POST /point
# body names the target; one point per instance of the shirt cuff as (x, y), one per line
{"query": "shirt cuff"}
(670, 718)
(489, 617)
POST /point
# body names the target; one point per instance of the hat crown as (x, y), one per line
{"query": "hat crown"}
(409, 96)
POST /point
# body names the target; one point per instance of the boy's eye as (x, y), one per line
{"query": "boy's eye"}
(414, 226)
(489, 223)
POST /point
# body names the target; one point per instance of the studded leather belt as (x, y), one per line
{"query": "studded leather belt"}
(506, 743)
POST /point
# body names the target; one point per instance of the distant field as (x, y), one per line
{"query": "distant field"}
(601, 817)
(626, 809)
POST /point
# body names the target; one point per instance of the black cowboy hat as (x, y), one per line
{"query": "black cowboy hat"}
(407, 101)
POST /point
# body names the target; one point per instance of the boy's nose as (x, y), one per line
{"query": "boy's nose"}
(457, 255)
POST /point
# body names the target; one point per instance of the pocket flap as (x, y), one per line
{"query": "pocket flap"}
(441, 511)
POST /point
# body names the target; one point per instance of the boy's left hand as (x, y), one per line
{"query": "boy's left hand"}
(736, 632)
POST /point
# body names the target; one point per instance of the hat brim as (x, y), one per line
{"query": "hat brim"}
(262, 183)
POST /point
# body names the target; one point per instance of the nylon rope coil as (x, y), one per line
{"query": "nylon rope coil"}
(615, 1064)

**EXERCISE AIM**.
Each line of the material must be restated exactly.

**RESPONSE TO THIS EXERCISE**.
POST /point
# body names the target; one point per instance of the shirt cuff as (x, y), one per line
{"query": "shirt cuff"}
(670, 718)
(489, 617)
POST /point
# body names the target; one point per instance of the hat crown as (x, y), one per line
{"query": "hat crown"}
(409, 96)
POST /point
# body names the target; one point per instance of the boy's eye as (x, y), one per line
{"query": "boy's eye"}
(414, 226)
(489, 223)
POST /point
# body names the target; one point per instance of the studded leather belt as (x, y), one per line
{"query": "studded leather belt"}
(506, 743)
POST /point
# body names the target; one point per instance of the distant field as (x, y), one per line
{"query": "distant field"}
(601, 817)
(626, 809)
POST /point
# body names the target; one point per instance of the black cowboy hat as (x, y), one per line
{"query": "black cowboy hat"}
(407, 101)
POST /point
# body names the target; one point per instance of the boy's nose as (x, y), one per line
{"query": "boy's nose"}
(457, 255)
POST /point
# body names the target; one point per instance of the pocket flap as (x, y), one per line
{"query": "pocket flap"}
(441, 511)
POST /point
# body names the target; one point per instance of the boy's left hand as (x, y), one per line
{"query": "boy's left hand"}
(736, 632)
POST /point
# body names the target; one point per instance of the hat brim as (x, y), one per line
{"query": "hat brim"}
(262, 183)
POST /point
# body names the target; one point per instance of the nylon rope coil as (x, y), one per line
{"query": "nylon rope coil"}
(615, 1064)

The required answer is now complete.